• What the task requires:
Give back every entry, copied exactly.
+ + + + + + +
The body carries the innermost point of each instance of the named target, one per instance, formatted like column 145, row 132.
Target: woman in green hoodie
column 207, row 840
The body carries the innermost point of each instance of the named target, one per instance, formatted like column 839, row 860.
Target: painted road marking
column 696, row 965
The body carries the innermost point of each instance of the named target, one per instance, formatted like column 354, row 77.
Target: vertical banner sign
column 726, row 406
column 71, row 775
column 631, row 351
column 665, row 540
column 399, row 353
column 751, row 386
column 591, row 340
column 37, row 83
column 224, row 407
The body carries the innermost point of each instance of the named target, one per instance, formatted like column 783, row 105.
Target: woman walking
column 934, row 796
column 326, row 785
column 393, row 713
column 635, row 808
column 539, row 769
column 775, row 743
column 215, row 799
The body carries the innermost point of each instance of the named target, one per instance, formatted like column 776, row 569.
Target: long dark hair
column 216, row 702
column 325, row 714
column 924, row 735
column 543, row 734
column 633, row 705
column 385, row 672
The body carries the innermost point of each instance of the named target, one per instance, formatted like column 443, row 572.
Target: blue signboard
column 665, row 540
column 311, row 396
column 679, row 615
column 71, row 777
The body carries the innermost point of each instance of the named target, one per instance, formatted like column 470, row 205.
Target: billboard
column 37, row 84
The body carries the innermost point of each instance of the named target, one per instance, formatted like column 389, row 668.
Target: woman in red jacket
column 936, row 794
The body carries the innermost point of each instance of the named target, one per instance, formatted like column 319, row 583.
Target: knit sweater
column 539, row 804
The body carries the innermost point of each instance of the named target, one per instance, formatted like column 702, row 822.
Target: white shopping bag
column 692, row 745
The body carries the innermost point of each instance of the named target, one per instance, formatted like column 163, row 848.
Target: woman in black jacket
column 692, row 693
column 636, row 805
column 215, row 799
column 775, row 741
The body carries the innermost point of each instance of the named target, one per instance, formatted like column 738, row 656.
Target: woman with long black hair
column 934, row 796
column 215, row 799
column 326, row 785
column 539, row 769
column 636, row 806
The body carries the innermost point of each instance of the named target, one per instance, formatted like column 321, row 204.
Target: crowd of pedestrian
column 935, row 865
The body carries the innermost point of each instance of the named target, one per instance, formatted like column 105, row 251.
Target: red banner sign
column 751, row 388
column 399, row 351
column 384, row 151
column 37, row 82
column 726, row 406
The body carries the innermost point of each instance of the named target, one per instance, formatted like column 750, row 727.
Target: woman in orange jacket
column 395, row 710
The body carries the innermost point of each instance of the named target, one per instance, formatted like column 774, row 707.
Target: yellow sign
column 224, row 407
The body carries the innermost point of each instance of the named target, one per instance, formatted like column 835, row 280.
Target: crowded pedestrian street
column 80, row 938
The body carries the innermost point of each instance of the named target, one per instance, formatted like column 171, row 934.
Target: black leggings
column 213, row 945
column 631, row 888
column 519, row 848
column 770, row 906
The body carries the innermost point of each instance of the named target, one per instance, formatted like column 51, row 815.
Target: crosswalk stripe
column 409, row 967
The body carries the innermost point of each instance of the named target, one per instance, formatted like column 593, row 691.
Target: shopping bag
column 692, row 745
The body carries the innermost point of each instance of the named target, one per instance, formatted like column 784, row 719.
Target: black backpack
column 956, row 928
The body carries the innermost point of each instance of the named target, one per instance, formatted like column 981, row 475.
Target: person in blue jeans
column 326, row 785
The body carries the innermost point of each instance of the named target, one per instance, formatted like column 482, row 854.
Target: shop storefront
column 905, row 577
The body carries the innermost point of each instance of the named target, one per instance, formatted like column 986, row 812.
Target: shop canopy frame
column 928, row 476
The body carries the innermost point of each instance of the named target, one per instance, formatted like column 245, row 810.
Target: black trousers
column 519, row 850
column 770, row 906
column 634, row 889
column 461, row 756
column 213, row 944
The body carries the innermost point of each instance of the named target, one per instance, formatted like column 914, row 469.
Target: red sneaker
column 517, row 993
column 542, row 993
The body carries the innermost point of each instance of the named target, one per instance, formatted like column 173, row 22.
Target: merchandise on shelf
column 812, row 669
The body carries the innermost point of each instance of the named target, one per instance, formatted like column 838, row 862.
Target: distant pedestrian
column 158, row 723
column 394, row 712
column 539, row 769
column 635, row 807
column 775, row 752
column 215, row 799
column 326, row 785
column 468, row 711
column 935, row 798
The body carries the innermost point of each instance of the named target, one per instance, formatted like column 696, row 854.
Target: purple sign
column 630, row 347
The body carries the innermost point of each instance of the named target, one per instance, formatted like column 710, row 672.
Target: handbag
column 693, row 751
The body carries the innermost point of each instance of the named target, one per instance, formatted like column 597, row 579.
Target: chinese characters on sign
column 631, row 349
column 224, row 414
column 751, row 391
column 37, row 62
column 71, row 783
+ + + + + + +
• Finished exercise:
The body carries the innermost point of each instance of the named target, one per instance, formatted like column 145, row 132.
Target: woman in green hoodie
column 207, row 840
The body carries the innermost point of each instance of the named target, one per instance, formatted like column 839, row 860.
Target: painted road marking
column 696, row 965
The body carries the innermost point of each instance of the named target, one per instance, formatted like column 354, row 77.
Target: vertical banner sign
column 726, row 406
column 71, row 775
column 631, row 351
column 665, row 540
column 399, row 353
column 751, row 386
column 591, row 340
column 37, row 83
column 224, row 407
The body carries the innermost point of each instance of the named target, one per instance, formatted like column 783, row 105.
Target: woman walking
column 934, row 796
column 326, row 785
column 393, row 713
column 635, row 808
column 539, row 769
column 775, row 743
column 215, row 799
The body carries the innermost point of each instance of the named target, one per instance, formatted like column 776, row 569.
Target: long dark hair
column 216, row 702
column 325, row 714
column 924, row 735
column 543, row 734
column 633, row 705
column 385, row 672
The body carries the innermost point of each instance of the named target, one per instance, formatted like column 443, row 572.
Target: blue signboard
column 665, row 540
column 311, row 396
column 679, row 615
column 71, row 777
The body carries the innermost point of each instance of the named target, one per instance, formatted like column 470, row 205.
Target: billboard
column 37, row 84
The body carries the innermost point of each instance of the named target, one per instance, formatted like column 389, row 668.
Target: woman in red jacket
column 936, row 794
The body carries the innermost point of each instance of the named target, one per instance, formatted like column 319, row 583.
Target: knit sweater
column 539, row 804
The body carries the innermost point of each instance of the named target, one per instance, formatted like column 702, row 822.
Target: white shopping bag
column 692, row 745
The body carries the innermost point of each instance of the named target, one per instance, formatted like column 163, row 848.
Target: woman in black jacket
column 692, row 693
column 636, row 805
column 215, row 799
column 775, row 741
The body carries the innermost point of each instance of the named target, one per instance, formatted like column 738, row 656.
Target: woman with long black hair
column 934, row 796
column 215, row 799
column 326, row 785
column 539, row 769
column 636, row 806
The body carries the innermost point of each instance of the named target, one per instance, formatted like column 321, row 204.
Target: crowd of pedestrian
column 935, row 865
The body carries the innermost point of each instance of the named target, one per instance, formatted like column 105, row 251.
Target: red banner sign
column 751, row 388
column 399, row 351
column 384, row 151
column 37, row 82
column 726, row 406
The body carries the innermost point of each instance of the named target, one per instance, formatted like column 750, row 727.
Target: woman in orange jacket
column 395, row 710
The body carries the innermost point of each instance of the named target, one per instance, formatted like column 774, row 707.
Target: yellow sign
column 224, row 407
The body carries the innermost point of each instance of the named target, one per instance, formatted like column 835, row 280.
Target: crowded pedestrian street
column 80, row 938
The body carries the innermost point of each instance of the named target, one per instance, formatted like column 171, row 934.
Target: black leggings
column 213, row 945
column 631, row 888
column 519, row 848
column 770, row 906
The body carries the innermost point of each instance of the named target, one per instance, formatted like column 51, row 815.
Target: crosswalk stripe
column 409, row 967
The body carries the innermost point of each instance of the named target, one per instance, formatted like column 593, row 691.
Target: shopping bag
column 692, row 745
The body carries the innermost point of each instance of the named target, one per instance, formatted like column 784, row 719.
Target: black backpack
column 956, row 928
The body carries the innermost point of each instance of the named target, one per instance, formatted like column 981, row 475.
Target: person in blue jeans
column 326, row 785
The body carries the innermost point of each instance of the named target, one per instance, formatted like column 482, row 854.
Target: shop storefront
column 905, row 577
The body carries the innermost point of each instance of the named target, one per instance, formatted like column 986, row 812.
Target: shop canopy frame
column 928, row 476
The body carries the innermost point of each instance of the named target, one per instance, formatted like column 245, row 810.
Target: black trousers
column 519, row 850
column 770, row 906
column 634, row 889
column 461, row 756
column 213, row 944
The body carries the innermost point of each instance of the named target, one per instance, formatted like column 914, row 469.
Target: red sneaker
column 517, row 993
column 542, row 993
The body carries the innermost point of each instance of the named target, one per instance, formatted like column 173, row 22.
Target: merchandise on shelf
column 812, row 669
The body carries the innermost point of each instance of the named target, one per instance, formatted like column 838, row 862.
Target: distant pedestrian
column 158, row 723
column 394, row 712
column 539, row 769
column 635, row 807
column 775, row 752
column 215, row 799
column 326, row 785
column 468, row 711
column 935, row 798
The body carries the innermost point of each instance of the named target, one per instance, formatted like column 696, row 854.
Target: purple sign
column 630, row 347
The body carries the innermost point of each instance of the named target, one per instance, formatted like column 710, row 672.
Target: handbag
column 693, row 751
The body carries the innermost point of each instance of the named target, one per instance, formatted like column 597, row 579.
Target: chinese characters on sign
column 631, row 349
column 224, row 414
column 751, row 391
column 37, row 62
column 71, row 783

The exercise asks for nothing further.